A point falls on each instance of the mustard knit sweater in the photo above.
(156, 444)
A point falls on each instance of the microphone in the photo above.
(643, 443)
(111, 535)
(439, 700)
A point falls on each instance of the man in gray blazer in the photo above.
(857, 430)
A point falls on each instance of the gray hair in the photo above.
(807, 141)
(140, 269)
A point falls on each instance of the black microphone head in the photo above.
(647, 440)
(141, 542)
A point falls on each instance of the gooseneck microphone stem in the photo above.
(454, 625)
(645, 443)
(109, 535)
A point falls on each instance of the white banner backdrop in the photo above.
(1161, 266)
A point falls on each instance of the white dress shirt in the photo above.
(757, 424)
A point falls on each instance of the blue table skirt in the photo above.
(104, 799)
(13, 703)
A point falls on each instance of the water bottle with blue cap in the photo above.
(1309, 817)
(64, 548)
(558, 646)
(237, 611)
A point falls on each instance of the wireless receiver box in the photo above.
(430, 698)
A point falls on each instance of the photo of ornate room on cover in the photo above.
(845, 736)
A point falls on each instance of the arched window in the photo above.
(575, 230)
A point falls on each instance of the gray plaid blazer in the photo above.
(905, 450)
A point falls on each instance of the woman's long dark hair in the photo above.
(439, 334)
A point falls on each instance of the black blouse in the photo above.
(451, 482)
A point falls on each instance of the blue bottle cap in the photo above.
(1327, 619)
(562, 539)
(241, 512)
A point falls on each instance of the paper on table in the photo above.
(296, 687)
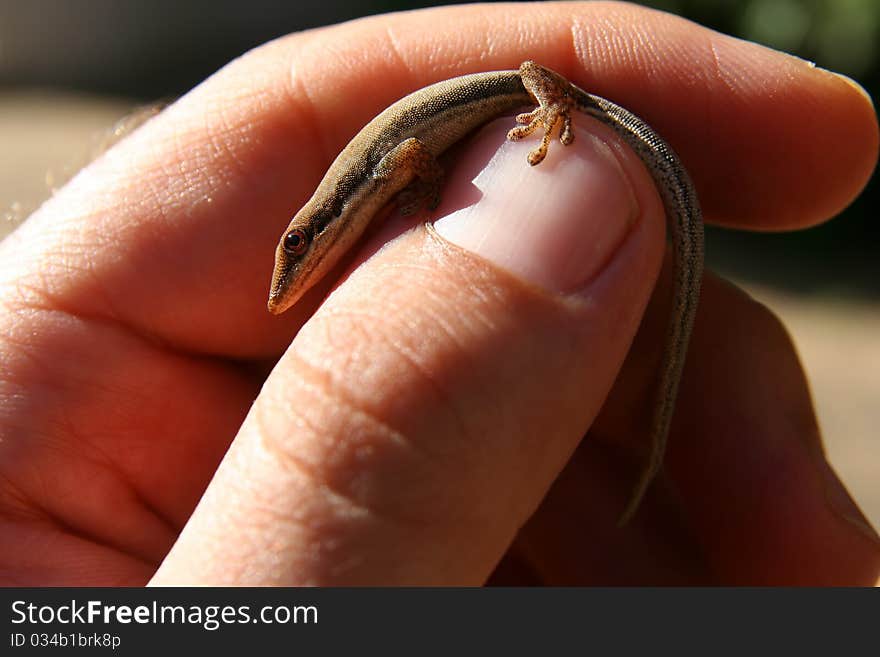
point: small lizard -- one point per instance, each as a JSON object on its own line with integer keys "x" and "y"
{"x": 396, "y": 154}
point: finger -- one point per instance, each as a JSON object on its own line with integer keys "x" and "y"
{"x": 756, "y": 484}
{"x": 746, "y": 496}
{"x": 173, "y": 231}
{"x": 434, "y": 397}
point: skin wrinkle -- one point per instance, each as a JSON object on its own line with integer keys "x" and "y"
{"x": 343, "y": 405}
{"x": 266, "y": 333}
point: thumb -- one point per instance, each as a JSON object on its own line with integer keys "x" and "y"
{"x": 420, "y": 416}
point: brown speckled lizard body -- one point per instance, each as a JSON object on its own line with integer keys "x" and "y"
{"x": 396, "y": 154}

*****

Task goal
Please return the records above exactly as written, dropping every picture.

Answer below
A point falls on each instance of the mustard knit sweater in the photo above.
(156, 444)
A point falls on each instance of the microphone in the photo above.
(643, 443)
(111, 535)
(439, 700)
A point falls on each instance of the man in gray blazer in the photo above.
(857, 430)
A point falls on each instance of the gray hair in the photo above.
(807, 141)
(140, 269)
A point falls on each instance of the black microphone head in the photo above.
(647, 440)
(141, 542)
A point falls on each instance of the gooseneck microphone stem in the photo above.
(454, 625)
(645, 443)
(109, 535)
A point falls on each instance of the white banner backdrop in the photo above.
(1161, 266)
A point falls on each instance of the white dress shirt in the photo above.
(757, 424)
A point falls on each instance of the blue table skirt in the photo above.
(104, 799)
(13, 703)
A point falls on each instance of the water bottle with blue cap in the photo above.
(1309, 817)
(64, 548)
(558, 646)
(237, 611)
A point falls on each instance of the wireless receiver box in the photo above.
(430, 698)
A point falls on each instance of the photo of ornate room on cover in the photo above.
(845, 736)
A point falls on each instance of the arched window in the photo above.
(575, 230)
A point falls on each instance of the gray plaid blazer in the photo above.
(905, 450)
A point falls on each instance of the woman's long dark hair in the photo above.
(439, 334)
A point falls on each instance of the black blouse in the photo above.
(451, 482)
A point falls on each instance of the blue bottle cap in the photo above.
(1327, 619)
(562, 539)
(241, 512)
A point falls on each instance of the paper on table in the photo above.
(296, 687)
point: small lizard -- one point per instance, each as a JSON object on its own line with integer keys "x" and "y"
{"x": 396, "y": 154}
point: finger -- one point per instance, each as a JSON object on its own line with integer keys "x" and "y"
{"x": 756, "y": 484}
{"x": 746, "y": 496}
{"x": 173, "y": 231}
{"x": 434, "y": 397}
point: skin wrinkle -- one point per instance, each as a JSON object on its own line with integer keys "x" and "y"
{"x": 343, "y": 405}
{"x": 266, "y": 333}
point: thumb -- one point per instance, each as a JSON object on its own line with integer keys "x" and "y"
{"x": 420, "y": 416}
point: brown speckled lizard body -- one point per instance, each as a JSON object on its own line with integer keys "x" and "y"
{"x": 396, "y": 154}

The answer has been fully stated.